◆ **SOAL SINGKAT A**:
Tampilkan setiap baris data di bawah yang memuat kata "spice".

◆ **BACAAN**:

┄┄┄┄┄┄┄┄┄┄

Rencana Program Pemberdayaan Masyarakat Pedesaan
Program
Sebenarnya program pertanian di Indonesia sudah bukan
merupakan hal yang asing lagi, banyak program yang sudah dijalankan baik
melalui instansi pemerintah maupun dari yang lain. Program-program tersebut
juga sangat mengena dan bahkan mungkin sangat efisien untuk dijalankan para
petani. Sehingga tidak jarang banyak petani yang sudah menjalankan program
tersebut sesuai dengan instruksi atau arahan dari para expertice/ahli perencana
program tersebut.

┄┄┄┄┄┄┄┄┄┄

Baris dari sebuah set data:
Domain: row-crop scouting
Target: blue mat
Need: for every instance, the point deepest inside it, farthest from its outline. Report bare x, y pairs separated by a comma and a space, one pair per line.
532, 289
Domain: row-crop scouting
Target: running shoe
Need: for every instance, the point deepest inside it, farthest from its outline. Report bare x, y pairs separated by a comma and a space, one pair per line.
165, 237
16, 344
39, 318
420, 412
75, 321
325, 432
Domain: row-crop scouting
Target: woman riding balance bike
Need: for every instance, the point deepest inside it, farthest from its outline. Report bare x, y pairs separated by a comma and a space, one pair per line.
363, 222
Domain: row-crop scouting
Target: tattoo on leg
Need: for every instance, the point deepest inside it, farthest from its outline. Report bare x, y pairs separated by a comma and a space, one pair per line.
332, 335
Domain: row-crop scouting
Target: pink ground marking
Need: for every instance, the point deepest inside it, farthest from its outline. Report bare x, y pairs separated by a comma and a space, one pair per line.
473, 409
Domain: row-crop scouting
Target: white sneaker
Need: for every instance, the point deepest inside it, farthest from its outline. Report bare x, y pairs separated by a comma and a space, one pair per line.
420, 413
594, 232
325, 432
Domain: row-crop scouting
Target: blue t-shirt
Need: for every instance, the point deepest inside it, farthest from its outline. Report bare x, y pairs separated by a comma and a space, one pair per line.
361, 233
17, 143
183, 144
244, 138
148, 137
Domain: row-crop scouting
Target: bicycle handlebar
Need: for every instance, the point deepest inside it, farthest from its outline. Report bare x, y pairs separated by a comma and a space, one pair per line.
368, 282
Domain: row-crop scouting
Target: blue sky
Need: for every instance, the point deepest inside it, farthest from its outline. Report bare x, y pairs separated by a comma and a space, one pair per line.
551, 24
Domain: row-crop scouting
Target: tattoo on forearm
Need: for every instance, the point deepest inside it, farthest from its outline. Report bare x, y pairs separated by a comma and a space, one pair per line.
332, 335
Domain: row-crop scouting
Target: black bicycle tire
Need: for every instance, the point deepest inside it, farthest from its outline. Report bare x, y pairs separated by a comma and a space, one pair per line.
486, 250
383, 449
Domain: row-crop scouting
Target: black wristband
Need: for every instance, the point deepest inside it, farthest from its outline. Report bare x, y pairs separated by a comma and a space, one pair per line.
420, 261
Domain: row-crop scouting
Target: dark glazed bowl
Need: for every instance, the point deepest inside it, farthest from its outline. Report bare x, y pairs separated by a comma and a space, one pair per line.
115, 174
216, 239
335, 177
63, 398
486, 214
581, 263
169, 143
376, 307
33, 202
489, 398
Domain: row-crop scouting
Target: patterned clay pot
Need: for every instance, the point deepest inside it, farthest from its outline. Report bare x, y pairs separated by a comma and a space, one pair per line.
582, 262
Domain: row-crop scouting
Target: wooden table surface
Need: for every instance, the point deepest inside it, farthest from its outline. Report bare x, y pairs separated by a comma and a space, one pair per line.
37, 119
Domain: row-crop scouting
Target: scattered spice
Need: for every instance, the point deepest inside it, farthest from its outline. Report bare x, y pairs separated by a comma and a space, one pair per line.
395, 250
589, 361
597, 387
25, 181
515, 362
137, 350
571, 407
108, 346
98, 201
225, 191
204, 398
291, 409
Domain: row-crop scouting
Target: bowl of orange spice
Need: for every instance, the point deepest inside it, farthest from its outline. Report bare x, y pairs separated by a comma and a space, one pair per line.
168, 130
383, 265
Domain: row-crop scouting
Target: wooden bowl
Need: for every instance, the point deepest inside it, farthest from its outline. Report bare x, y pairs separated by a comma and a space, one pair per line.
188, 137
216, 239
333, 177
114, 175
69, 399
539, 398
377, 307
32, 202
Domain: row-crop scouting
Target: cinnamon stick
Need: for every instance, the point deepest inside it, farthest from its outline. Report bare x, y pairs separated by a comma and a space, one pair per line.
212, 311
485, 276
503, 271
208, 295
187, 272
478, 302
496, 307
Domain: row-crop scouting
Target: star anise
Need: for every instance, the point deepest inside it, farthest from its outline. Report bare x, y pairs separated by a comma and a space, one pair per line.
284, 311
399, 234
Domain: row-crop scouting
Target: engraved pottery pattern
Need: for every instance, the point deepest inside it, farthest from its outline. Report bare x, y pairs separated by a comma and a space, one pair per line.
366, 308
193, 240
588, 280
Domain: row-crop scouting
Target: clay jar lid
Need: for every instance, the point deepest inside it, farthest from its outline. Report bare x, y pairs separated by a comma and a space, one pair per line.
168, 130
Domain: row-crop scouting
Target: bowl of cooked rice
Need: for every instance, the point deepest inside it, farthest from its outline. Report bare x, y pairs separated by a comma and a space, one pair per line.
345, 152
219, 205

┄┄┄┄┄┄┄┄┄┄

◆ **SOAL SINGKAT B**:
Tentukan apakah setiap pernyataan berikut sesuai dengan bacaan di atas; jawab ya atau tidak dan kutip kata-kata bacaan yang menjadi dasarnya. (i) Program pertanian di Indonesia masih merupakan hal yang asing. (ii) Program pertanian dijalankan melalui instansi pemerintah maupun dari pihak lain. (iii) Banyak petani sudah menjalankan program sesuai arahan para ahli perencana program.

◆ **JAWABAN A**:
Target: scattered spice
Target: bowl of orange spice

◆ **JAWABAN B**:
(i) Tidak: "sudah bukan merupakan hal yang asing lagi"
(ii) Ya: "baik melalui instansi pemerintah maupun dari yang lain"
(iii) Ya: "tidak jarang banyak petani yang sudah menjalankan program tersebut sesuai dengan instruksi atau arahan dari para expertice/ahli perencana program tersebut"